• EXERCISE TASK A
Reproduce the mailing-list post below about GlusterFS read performance word for word, in full.

[Gluster-devel] Mirrored GlusterFS -- very poor read performance

Mikhail T. mi+thun at aldan.algebra.com
Thu Jan 2 23:26:59 UTC 2014


We are building a new web-serving farm here. Believing, like most
people, that the choice of the technology does not affect performance in
read-dominated work-loads (such as ours), we picked GlusterFS for its
rich feature set.

However, when we got to doing some testing, GlusterFS-mounted shares
lose -- by a wide margin -- not only to the SAN-connected RAIDs, but
even to NFS-mounted shares.

Here are the numbers... All of the computer-systems involved are VMWare
VMs running RHEL6. Each VM has its own dedicated SAN-connected "disk".
GlusterFS is using replicated volume -- with two bricks. Each brick is
on a VM of its own, residing on the VM's SAN-connected "disk".

• PROVIDED MATERIAL
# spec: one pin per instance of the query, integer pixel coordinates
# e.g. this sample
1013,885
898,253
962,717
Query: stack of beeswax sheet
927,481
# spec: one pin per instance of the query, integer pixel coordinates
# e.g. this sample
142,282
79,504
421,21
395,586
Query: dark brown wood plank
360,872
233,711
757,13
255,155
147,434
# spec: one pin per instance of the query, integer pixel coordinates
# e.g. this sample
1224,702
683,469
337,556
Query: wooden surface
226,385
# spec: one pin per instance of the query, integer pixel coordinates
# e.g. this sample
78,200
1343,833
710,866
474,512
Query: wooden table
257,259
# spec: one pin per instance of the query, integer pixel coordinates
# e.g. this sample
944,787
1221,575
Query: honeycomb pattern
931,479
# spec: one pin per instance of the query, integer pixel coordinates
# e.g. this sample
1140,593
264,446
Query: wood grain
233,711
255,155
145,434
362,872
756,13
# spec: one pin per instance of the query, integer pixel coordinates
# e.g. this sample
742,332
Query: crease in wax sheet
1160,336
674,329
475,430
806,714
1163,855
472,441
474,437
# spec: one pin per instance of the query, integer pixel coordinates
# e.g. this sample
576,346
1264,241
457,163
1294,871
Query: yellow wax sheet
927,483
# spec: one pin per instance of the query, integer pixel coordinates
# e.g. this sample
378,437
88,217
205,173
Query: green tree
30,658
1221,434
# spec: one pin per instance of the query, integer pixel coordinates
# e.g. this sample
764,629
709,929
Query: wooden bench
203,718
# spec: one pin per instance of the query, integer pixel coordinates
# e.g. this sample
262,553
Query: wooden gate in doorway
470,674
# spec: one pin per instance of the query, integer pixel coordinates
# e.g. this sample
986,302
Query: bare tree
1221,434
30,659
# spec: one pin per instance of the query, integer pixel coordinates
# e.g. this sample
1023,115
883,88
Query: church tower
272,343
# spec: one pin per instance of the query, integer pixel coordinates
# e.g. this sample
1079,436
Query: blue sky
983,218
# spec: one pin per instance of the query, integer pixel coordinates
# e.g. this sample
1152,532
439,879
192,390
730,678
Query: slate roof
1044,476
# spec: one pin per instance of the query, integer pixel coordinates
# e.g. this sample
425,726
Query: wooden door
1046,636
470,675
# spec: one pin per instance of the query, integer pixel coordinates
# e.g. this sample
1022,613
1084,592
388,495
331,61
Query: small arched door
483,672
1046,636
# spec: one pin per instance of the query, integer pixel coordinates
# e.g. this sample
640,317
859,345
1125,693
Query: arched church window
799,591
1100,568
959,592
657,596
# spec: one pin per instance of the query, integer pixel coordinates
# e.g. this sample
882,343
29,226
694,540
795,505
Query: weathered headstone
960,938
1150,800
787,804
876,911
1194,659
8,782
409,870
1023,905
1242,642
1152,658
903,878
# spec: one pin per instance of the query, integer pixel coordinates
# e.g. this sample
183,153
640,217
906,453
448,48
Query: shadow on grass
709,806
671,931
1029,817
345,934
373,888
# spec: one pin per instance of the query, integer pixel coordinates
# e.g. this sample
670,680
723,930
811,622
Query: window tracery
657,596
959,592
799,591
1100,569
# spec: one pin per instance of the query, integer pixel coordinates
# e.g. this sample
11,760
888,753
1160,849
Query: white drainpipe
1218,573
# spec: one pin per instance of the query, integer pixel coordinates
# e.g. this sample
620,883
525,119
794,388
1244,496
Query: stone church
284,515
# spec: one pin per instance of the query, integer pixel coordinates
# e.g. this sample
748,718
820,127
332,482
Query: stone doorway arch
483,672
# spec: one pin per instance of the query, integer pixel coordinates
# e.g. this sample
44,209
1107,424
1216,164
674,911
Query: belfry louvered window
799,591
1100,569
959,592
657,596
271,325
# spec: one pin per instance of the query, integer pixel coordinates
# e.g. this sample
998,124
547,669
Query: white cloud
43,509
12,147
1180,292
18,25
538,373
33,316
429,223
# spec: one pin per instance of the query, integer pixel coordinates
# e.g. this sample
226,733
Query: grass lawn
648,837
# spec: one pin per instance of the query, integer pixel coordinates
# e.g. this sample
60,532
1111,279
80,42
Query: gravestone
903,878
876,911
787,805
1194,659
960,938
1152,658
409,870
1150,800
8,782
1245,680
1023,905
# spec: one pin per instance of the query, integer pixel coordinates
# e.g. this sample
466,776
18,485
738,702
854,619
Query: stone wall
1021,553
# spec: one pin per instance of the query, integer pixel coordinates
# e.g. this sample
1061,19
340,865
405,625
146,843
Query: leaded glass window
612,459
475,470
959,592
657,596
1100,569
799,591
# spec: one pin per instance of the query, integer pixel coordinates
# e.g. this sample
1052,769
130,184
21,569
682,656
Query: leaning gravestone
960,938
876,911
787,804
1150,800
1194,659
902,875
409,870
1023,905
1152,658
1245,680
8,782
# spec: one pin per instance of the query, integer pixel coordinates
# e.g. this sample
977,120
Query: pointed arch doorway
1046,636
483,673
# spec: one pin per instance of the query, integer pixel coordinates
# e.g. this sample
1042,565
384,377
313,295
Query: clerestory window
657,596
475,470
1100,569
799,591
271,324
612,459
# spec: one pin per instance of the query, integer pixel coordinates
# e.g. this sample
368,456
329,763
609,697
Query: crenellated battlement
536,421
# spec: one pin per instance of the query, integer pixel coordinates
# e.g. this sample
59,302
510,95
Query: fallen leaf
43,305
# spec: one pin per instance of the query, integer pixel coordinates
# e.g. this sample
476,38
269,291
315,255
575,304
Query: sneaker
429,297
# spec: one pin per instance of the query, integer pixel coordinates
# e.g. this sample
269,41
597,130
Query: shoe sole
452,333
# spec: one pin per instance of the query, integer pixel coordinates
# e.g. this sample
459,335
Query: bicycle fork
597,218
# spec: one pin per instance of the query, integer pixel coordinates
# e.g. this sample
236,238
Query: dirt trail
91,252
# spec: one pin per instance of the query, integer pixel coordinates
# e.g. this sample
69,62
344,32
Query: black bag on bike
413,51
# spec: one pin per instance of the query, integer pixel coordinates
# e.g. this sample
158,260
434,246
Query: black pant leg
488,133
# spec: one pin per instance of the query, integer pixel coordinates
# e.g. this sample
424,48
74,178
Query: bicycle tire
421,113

• EXERCISE TASK B
Pull out every line of the records above that contains the string "white", matching case.

• FINAL ANSWER A
[Gluster-devel] Mirrored GlusterFS -- very poor read performance

Mikhail T. mi+thun at aldan.algebra.com
Thu Jan 2 23:26:59 UTC 2014


We are building a new web-serving farm here. Believing, like most
people, that the choice of the technology does not affect performance in
read-dominated work-loads (such as ours), we picked GlusterFS for its
rich feature set.

However, when we got to doing some testing, GlusterFS-mounted shares
lose -- by a wide margin -- not only to the SAN-connected RAIDs, but
even to NFS-mounted shares.

Here are the numbers... All of the computer-systems involved are VMWare
VMs running RHEL6. Each VM has its own dedicated SAN-connected "disk".
GlusterFS is using replicated volume -- with two bricks. Each brick is
on a VM of its own, residing on the VM's SAN-connected "disk".

• FINAL ANSWER B
Query: white drainpipe
Query: white cloud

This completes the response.